> **WHAT TO DO**:
Examine each line of the data. Copy the line if it includes the word "trunk".

Entries taken from a collection
┄┄┄┄┄┄┄┄┄┄
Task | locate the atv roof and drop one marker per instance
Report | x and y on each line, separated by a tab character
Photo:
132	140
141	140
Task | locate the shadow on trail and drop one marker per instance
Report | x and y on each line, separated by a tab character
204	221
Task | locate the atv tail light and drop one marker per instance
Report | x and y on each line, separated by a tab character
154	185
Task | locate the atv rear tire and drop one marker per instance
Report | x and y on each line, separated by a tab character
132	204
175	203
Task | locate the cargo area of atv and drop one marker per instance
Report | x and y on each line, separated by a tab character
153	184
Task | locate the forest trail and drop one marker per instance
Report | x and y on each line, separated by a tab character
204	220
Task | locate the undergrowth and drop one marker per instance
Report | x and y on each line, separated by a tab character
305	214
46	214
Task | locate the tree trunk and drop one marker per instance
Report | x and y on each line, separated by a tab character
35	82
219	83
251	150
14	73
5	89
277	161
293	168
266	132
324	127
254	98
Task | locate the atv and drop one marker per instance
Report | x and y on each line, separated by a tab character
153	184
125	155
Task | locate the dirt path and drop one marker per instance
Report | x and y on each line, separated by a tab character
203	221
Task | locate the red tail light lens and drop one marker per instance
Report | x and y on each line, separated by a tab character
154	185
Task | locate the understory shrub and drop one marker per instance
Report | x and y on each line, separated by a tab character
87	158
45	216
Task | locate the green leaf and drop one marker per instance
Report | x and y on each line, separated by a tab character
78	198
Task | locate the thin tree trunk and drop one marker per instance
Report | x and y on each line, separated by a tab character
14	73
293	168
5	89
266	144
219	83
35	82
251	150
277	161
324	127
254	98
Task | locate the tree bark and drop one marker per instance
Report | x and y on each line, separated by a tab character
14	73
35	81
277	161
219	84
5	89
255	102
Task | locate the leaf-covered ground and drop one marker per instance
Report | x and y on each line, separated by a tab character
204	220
┄┄┄┄┄┄┄┄┄┄
> **REPLY**:
Task | locate the tree trunk and drop one marker per instance
Task | locate the thin tree trunk and drop one marker per instance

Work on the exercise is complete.